▶ YOUR TASKS
1. Reproduce word for word the part of the podcast transcript that opens with the words containing "Here in the" and closes with "life and death.".
2. Extend the All Our Faults podcast transcript past its final sentence, carrying on from the point where it stops.

---------- TEXT PASSAGE

In the city of Chester's Chasm, four teenagers grapple with lives divided between the mundane and the supernatural: Burt working for Death to save a friend, Crispin yearning to escape a zealous cult, Michael indulging his vampiric nature, and Saline pursued by creatures from the Fae. All Our Faults is a Monsterhearts 2 actual play podcast produced by the Tabletop Talespinners Network.

(MC) A fault is a weakness, a defect, a fracture.

Faults divide, tear, and consume.

Here in the city of Chester's Chasm, we struggle to maintain that precarious balance

over the precipice in the earth, in our lives, and in our hearts.

This story is about four teenagers with faults of their own.

(Crispin) The fault between my faith and freedom.

(Saline) The fault between my family and identity.

(Burt) The fault between my choice and my obligation.

(Michael) The fault between my life and death.

(MC) As these fractures grow, we stand at the edge and ask what must we sacrifice to state

the void's endless hunger.

Is it possible that the answer lies within all our faults?

(MC) Hello and welcome to All Our Faults, a monster hearts to actual play podcast. I am Mistress Winter, the MC for this series.

This is part three of our faulty flashpoint prologue series. On what would become a pivotal day in his childhood, Crispin is thrust into a conflict between his faith and the world outside.

Please stay tuned after the show for more information on how you can support us.

We hope you enjoy.

Faulty flashpoint: Personal Dragons.

(MC) Crispin your mother, the well, has graded your most recent home school test.

You've got an average mark, but she does throw in a remark that your siblings had better

ones, which sends off all kinds of red flags, but the fact that she doesn't follow it up

with any more discussion of the siblings who were lost in miscarriages, at least settles

your mind for the day.

Your mother has deemed your work sufficient enough that you have earned recess and has walked

you down the street to a community park.

The weather is really perfect.

Just that bit of cool but sunny, so you feel warm, but evenly temperatured by the breeze,

the swing sets are wide open for you as you step into the park.

(Kat as Crispin) Crispin walks with his mom to the bench where she always sits, it's under a tree, so it's

nice and shaded.

To an untrained eye, it will look like she is praying rosary, but I know that she is speaking

to my siblings.

So I will escort her over to that bench and when she is seated, I will press a kiss to

her cheek as I am mandated to do and then I will turn and run as fast as my body will carry

me.

I take a detour on the way to the swings to cross the monkey bars and I do them normally

the first time and then I go backwards and then one more time forwards, skipping bars

along the way and then I swing and launch myself off and do a cool, I don't know it because

I am not allowed to watch movies, but it is a cool three point super hair landing that feels

very awesome.

And then I am just going to run over to my favorite swing.

It is an older playground, but they still have a couple of baby swings and then three

regular kid-sized swings and then there is just one that is there presumably for a parent

to swing next to their kid.

But the seat is a little wider and it is made of a little bit thicker, rubber, probably

recycled from a tire and I am going to throw myself into that one and listen to the familiar

creek as I pump my legs so hard because today is going to be the day that I get it to do

that thing where it swings all the way around and I am going to prove science wrong.

--------------------
---------- INFORMATION SHOWN

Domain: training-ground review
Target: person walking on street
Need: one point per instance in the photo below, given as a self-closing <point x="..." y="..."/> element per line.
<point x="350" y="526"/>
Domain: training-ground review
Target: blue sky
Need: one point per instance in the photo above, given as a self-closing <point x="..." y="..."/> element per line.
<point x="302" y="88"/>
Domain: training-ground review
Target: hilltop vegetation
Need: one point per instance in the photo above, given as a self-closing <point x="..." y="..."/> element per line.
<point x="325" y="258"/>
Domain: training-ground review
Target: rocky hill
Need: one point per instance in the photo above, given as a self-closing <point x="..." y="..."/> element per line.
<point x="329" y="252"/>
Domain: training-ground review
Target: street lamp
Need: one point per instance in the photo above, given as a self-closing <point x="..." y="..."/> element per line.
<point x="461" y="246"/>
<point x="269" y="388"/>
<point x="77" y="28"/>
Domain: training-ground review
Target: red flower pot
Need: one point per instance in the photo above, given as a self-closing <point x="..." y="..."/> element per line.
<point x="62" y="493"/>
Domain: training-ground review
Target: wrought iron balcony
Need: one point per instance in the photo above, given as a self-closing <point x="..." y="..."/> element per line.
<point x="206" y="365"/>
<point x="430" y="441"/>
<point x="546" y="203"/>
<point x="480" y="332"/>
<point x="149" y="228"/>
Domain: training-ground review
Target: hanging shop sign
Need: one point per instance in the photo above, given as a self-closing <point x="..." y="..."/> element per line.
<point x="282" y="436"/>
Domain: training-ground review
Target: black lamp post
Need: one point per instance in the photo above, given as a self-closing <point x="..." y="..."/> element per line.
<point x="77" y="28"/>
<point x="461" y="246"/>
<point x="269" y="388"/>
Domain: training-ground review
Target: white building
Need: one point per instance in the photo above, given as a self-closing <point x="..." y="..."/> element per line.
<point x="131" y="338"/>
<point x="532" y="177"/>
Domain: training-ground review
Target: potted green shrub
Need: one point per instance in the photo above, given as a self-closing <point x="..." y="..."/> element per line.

--------------------

▶ RESULTS BY TASK
1.
Here in the city of Chester's Chasm, we struggle to maintain that precarious balance

over the precipice in the earth, in our lives, and in our hearts.

This story is about four teenagers with faults of their own.

(Crispin) The fault between my faith and freedom.

(Saline) The fault between my family and identity.

(Burt) The fault between my choice and my obligation.

(Michael) The fault between my life and death.

2.
(MC) Yes, you got to prove science wrong because it is faith that matters, right?

(Crispin) Absolutely.

(MC) You tear around the playset completely free of any worries enjoying your childhood in a

sense, albeit isolated.

Occasionally you will catch sight of your mother.

She has pulled out a clipboard which you know has several drawing pages in which she begins

to draw flowers, little animals, insects because they are your siblings' favorites and she

talks to no one as she does.

You know that there are piles of these drawings in that one room in the house next to each

of their beds that were to be because she cannot let go of them and will not get rid of anything

that she has given them.

But as this is a regular occurrence, it is just the other half of an otherwise peaceful,

beautiful day that is quickly invaded.

As a swarm of other kids rushing into the park, they tear the place up in their youthful

fun and games, of course, nothing malicious.

They have kids that jump onto the swings and are swinging so high and then jumping off into

the rubber matting that they have put down instead of the wood chips.

Kids are chasing each other up and down the slides, going both ways because going down one

way is not the sensible thing to do with the slide.

You steal a glance over at your mother who now looks panicked and lost in the sudden chaos

that just erupted into the park.

Now granted, these kids are not completely alone.

There are other adults that are ambling into sight, chatting with each other, keeping

an eye on these various kids.

One of the kids runs over to the tire you're in.

Sticks are head sideways to look at you.

(Kid) What you doing?

(Crispin) Crispin regards this child for a moment and just goes, "I'm swinging. I'm trying to try and see if I can swing all the way around."

(Kid) I've tried that a couple of times, but I wasn't able to do it.

(Crispin) Well, you're pretty small, so you probably couldn't do it.

(Kid) I could if I wanted.

(Crispin) Well, but you didn't.

(MC) She has no response and decides it's better to go off and play somewhere else than to continue

arguing that she totally could have.

(Crispin) I think Crispin notices that a sort of line is forming around the swing set on their

kids waiting.

He knows if he stays here, that his mom will eventually find him and make him leave.

So I think he slows his swinging, dragging his feet as delicately as he can through the dirt

to not mess up his shoes because he knows that that will upset his parents.

He abandons the swing and I think he takes off for the climbing structure.

He knows that there are several little cubbies and hideaways underneath between the panels

of the different platforms and rope climb apparatuses where he can watch the other kids from a slightly

less exposed vantage point.

(MC) From your vantage point, you spy a game.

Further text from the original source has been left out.